== Work to complete ==
Copy each of the following rows without changing anything.
start Material shown
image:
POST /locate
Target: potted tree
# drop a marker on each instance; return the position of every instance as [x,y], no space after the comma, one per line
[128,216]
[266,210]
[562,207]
end Material shown
== Expected answer ==
image:
POST /locate
Target: potted tree
# drop a marker on each instance; return the position of every instance as [x,y], no space after the comma, one per line
[128,216]
[266,210]
[562,207]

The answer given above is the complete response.